Task objective:
Below is a block of records: output all of them exactly and leave out the pictures.

## Begin

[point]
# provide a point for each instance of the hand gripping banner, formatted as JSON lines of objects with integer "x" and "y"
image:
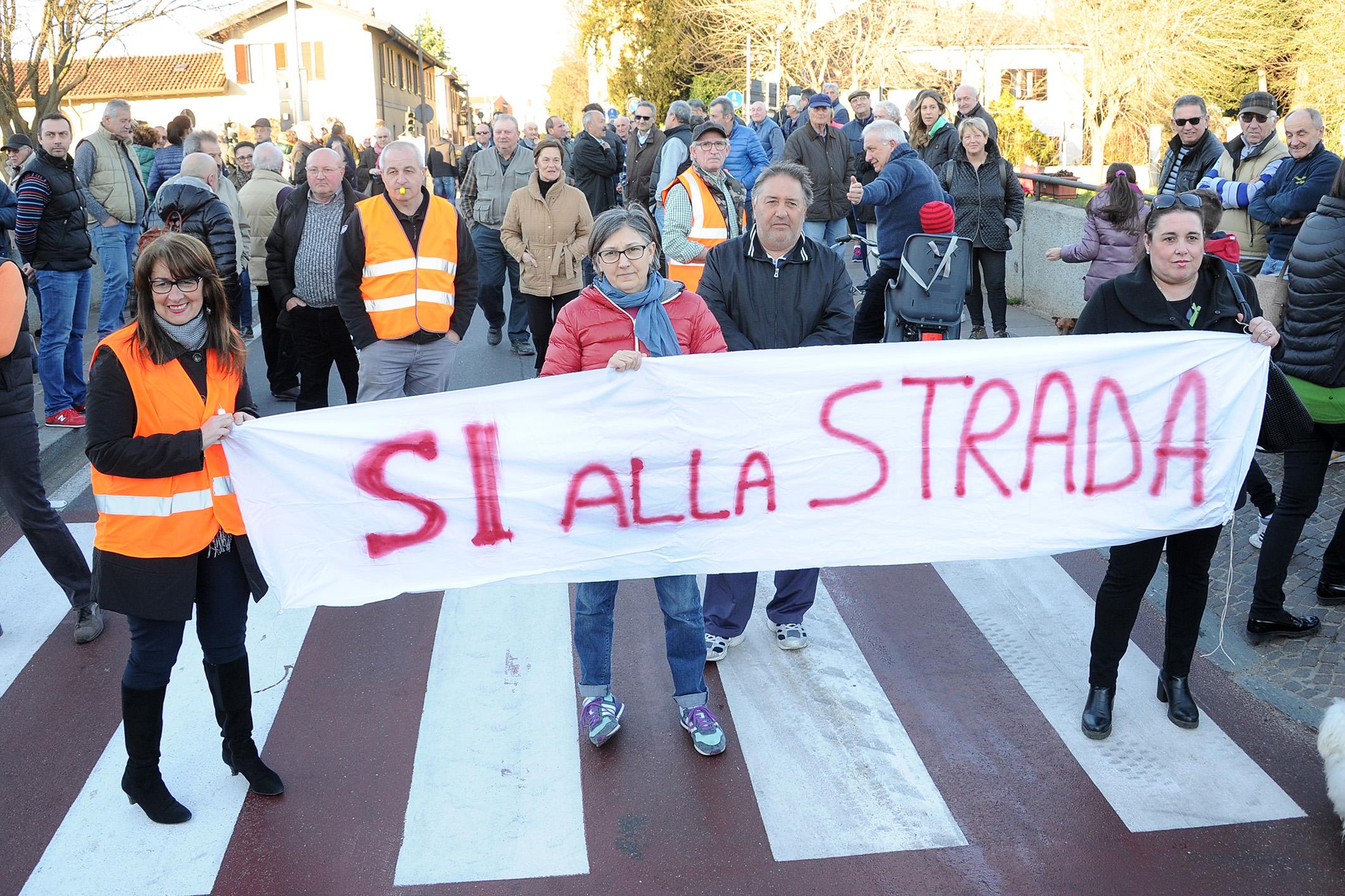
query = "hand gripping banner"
{"x": 779, "y": 460}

## End

Response below:
[point]
# provide a point for each instance of the hand gripping banner, formatted as JSON lines of objects with integer "x" and "y"
image:
query = "hand gripping banner"
{"x": 779, "y": 460}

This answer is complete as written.